Direction → Leave out the pictures, then reproduce the rest of the material exactly.

-- Begin Material for the task --

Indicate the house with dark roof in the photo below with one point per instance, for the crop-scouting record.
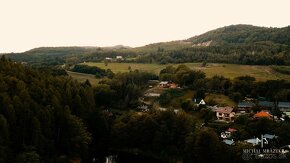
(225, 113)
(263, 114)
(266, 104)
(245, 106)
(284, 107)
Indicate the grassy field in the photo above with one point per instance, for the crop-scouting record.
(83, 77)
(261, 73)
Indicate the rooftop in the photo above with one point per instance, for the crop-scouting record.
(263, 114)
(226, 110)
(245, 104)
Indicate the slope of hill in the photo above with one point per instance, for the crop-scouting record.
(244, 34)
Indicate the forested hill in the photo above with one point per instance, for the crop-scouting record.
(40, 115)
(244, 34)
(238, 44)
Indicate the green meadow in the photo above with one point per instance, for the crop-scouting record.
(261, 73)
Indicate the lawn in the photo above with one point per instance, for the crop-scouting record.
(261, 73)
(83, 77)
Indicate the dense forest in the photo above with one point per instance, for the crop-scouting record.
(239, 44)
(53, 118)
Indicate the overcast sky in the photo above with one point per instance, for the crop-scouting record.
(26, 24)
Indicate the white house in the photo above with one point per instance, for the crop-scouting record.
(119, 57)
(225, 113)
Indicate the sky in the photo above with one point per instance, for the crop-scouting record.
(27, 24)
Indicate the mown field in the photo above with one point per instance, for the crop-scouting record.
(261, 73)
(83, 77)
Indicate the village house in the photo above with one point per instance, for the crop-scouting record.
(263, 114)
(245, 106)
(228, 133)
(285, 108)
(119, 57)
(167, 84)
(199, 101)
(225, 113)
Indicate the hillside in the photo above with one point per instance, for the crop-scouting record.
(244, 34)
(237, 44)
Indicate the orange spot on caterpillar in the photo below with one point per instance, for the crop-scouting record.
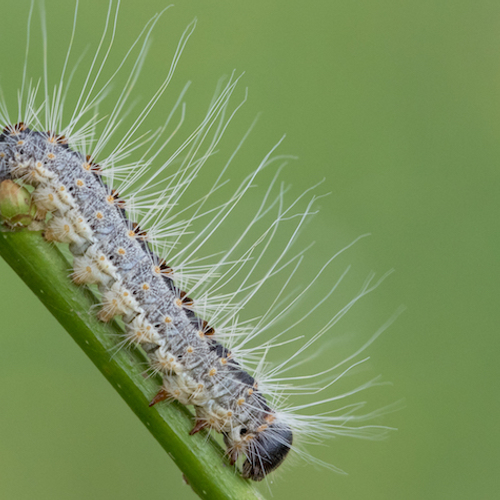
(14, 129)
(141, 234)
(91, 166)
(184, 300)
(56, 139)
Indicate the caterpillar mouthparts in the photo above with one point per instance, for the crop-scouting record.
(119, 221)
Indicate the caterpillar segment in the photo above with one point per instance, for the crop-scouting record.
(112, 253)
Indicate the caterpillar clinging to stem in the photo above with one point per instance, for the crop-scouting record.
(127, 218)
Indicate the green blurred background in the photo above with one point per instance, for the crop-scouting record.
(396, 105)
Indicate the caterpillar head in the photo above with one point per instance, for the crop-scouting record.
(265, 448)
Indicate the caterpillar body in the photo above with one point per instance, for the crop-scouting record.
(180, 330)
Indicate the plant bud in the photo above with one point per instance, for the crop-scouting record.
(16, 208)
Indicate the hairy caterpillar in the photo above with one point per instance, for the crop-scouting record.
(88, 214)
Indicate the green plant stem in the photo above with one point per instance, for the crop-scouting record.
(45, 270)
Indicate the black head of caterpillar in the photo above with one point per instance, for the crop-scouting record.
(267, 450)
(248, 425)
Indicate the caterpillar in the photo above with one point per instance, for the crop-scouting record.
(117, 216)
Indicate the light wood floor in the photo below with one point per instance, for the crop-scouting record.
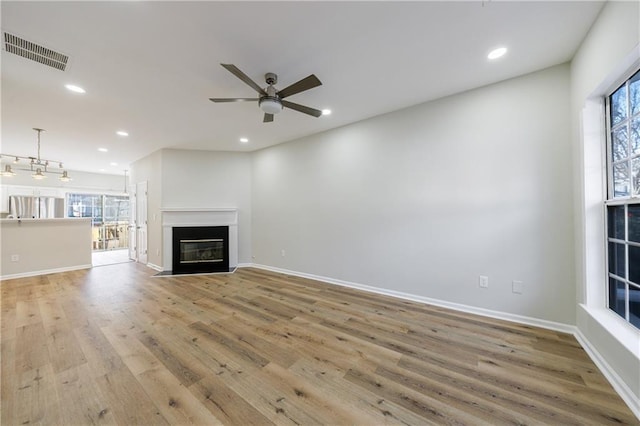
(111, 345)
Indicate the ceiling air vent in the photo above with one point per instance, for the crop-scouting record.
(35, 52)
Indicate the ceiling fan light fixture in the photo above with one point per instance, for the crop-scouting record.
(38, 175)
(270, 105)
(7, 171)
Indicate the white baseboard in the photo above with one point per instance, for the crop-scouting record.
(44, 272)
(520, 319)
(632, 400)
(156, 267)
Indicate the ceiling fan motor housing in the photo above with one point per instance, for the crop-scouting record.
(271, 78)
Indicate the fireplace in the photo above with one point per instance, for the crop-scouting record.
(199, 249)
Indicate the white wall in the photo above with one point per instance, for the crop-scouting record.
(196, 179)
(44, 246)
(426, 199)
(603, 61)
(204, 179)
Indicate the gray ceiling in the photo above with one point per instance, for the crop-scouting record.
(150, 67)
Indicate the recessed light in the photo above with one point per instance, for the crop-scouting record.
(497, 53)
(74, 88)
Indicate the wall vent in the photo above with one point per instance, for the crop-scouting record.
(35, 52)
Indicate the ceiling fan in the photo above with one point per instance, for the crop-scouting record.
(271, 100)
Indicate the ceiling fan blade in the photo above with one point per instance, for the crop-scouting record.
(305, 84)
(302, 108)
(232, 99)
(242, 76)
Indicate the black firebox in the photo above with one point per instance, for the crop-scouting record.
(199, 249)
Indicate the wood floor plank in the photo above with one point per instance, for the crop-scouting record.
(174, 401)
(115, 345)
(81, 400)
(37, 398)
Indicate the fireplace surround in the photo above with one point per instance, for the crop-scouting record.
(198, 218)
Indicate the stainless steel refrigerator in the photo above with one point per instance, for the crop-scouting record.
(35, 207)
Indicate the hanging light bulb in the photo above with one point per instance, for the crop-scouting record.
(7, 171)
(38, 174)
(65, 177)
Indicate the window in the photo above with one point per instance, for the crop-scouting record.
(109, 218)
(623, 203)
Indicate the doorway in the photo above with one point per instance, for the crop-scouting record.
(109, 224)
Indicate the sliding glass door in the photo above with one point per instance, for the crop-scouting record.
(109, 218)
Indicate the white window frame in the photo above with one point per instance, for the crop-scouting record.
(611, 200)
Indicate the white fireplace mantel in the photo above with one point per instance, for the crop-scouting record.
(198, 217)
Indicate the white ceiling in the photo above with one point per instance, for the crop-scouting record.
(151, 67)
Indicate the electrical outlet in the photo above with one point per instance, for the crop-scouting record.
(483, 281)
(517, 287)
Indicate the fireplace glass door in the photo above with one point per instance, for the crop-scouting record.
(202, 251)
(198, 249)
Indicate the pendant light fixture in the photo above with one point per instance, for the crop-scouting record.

-- End Material for the task --

Response →
Indicate the house with dark roof in the photo below with one point per instance, for the crop-scouting record.
(225, 113)
(263, 114)
(266, 104)
(245, 106)
(284, 107)
Indicate the grassy field in the photo above with one point per instance, for the crop-scouting record.
(83, 77)
(261, 73)
Indicate the rooftop in the photo above with one point per instance, for the crop-scouting record.
(263, 114)
(226, 110)
(245, 104)
Indicate the slope of hill in the photo above with one point per instance, for the crop-scouting record.
(244, 34)
Indicate the forested hill in the photo above with one point per instance, for the crop-scouting record.
(40, 115)
(244, 34)
(238, 44)
Indicate the green meadow in the photo above with one point per instance, for the crop-scouting record.
(261, 73)
Indicate the lawn in the photo above with one point per instance, for the crop-scouting record.
(261, 73)
(83, 77)
Indicate the dense forest in the photo above with one point per instance, for the crop-scouting record.
(239, 44)
(53, 118)
Indicate the overcast sky in the photo above with one point per instance, for the crop-scouting record.
(26, 24)
Indicate the white house in the photo above with one point per instance, for the crop-scouting record.
(119, 57)
(225, 113)
Indicate the sky in the photo above with one point per instance, for the crop-scouting record.
(27, 24)
Indicate the mown field in the photo above with one point per instance, for the crop-scouting record.
(261, 73)
(83, 77)
Indicate the village house in the photo above with one point per instance, for the crop-scouting record.
(263, 114)
(245, 106)
(228, 133)
(285, 108)
(119, 57)
(167, 84)
(199, 101)
(225, 113)
Indicate the hillside in the photo above with one point per instance, for the crop-scouting record.
(244, 34)
(237, 44)
Indicate the orange spot on caterpillar in the photo below with one point per instance, for the crop-scouting record.
(14, 129)
(141, 234)
(91, 166)
(184, 300)
(56, 139)
Indicate the caterpillar mouthparts in the photo above with one point per instance, for the crop-scouting record.
(119, 221)
Indicate the caterpillar segment in the photo above with one point per instance, for the crop-scouting record.
(112, 253)
Indicate the caterpillar clinging to stem in the photo above with one point per instance, for the crop-scouting record.
(127, 218)
Indicate the green blurred background in the photo above with one point per instance, for the crop-scouting record.
(396, 105)
Indicate the caterpillar head in the photo above with one point per instance, for the crop-scouting record.
(265, 448)
Indicate the caterpillar body in the photo above with one point per instance, for the crop-scouting record.
(180, 330)
Indicate the plant bud in the photo above with one point per instance, for the crop-scouting record.
(16, 208)
Indicate the hairy caterpillar in the photo above with one point per instance, for the crop-scouting record.
(88, 214)
Indicate the green plant stem in the photo above with one point per instance, for the crop-scouting record.
(45, 270)
Indicate the black head of caterpillar in the photo above with one point per instance, for the crop-scouting record.
(267, 450)
(248, 425)
Indicate the caterpillar in the photo above with one point per instance, for the crop-scouting record.
(117, 216)
Indicate the light wood floor in the photo below with one point per instance, for the crop-scouting record.
(111, 345)
Indicate the ceiling air vent in the photo above with one point per instance, for the crop-scouting record.
(35, 52)
Indicate the ceiling fan light fixture in the photo above with one point per instance, for the crop-scouting record.
(38, 175)
(270, 105)
(7, 171)
Indicate the white baseboard in the photo above with one point per instance, for the crop-scouting record.
(44, 272)
(520, 319)
(632, 400)
(156, 267)
Indicate the ceiling fan motor housing in the photo above with one point per instance, for the crop-scouting record.
(271, 78)
Indicate the fireplace in the photo above with one point per instance, for the crop-scouting record.
(199, 249)
Indicate the white wall in the photo above with one point per instance, for the crop-scouting record.
(196, 179)
(44, 246)
(426, 199)
(603, 61)
(204, 179)
Indicate the gray ceiling in the photo above with one point per instance, for the crop-scouting record.
(150, 67)
Indicate the recessed light in the photo above with one point per instance, for the crop-scouting record.
(497, 53)
(74, 88)
Indicate the wall vent in the photo above with one point per instance, for the crop-scouting record.
(35, 52)
Indicate the ceiling fan in the photo above with one point per instance, for the crop-scouting record.
(271, 100)
Indicate the ceiling fan blade in the photo above with one point per instance, for the crop-scouting record.
(305, 84)
(302, 108)
(232, 99)
(242, 76)
Indicate the black firebox in the photo above with one point per instance, for the crop-scouting record.
(199, 249)
Indicate the wood floor plank in the photo above with one point per instance, for the crop-scouting record.
(174, 401)
(115, 345)
(81, 400)
(37, 398)
Indicate the fireplace surround in the photo above with one point per instance, for the crop-scouting record.
(198, 218)
Indicate the stainless steel refrigerator in the photo above with one point per instance, for the crop-scouting record.
(35, 207)
Indicate the hanging light bulb in the photo above with one point per instance, for the crop-scouting record.
(7, 171)
(38, 174)
(65, 177)
Indicate the window in the photo above with one point per instance, for the crop-scouting record.
(109, 218)
(623, 203)
Indicate the doorway in the photo above with one point per instance, for the crop-scouting record.
(109, 224)
Indicate the sliding glass door in the photo above with one point per instance, for the crop-scouting record.
(109, 218)
Indicate the white window frame in the photo above with one point per instance, for the crop-scouting record.
(611, 200)
Indicate the white fireplace mantel in the photo above with one point per instance, for the crop-scouting record.
(198, 217)
Indicate the white ceiling in the photo above with one point per instance, for the crop-scouting record.
(151, 67)
Indicate the electrical outlet in the photo above with one point per instance, for the crop-scouting record.
(483, 281)
(517, 287)
Indicate the fireplace glass door in the photo above with one point per instance, for the crop-scouting record.
(202, 251)
(198, 249)
Indicate the pendant light fixture in the photo above with one point per instance, for the crop-scouting record.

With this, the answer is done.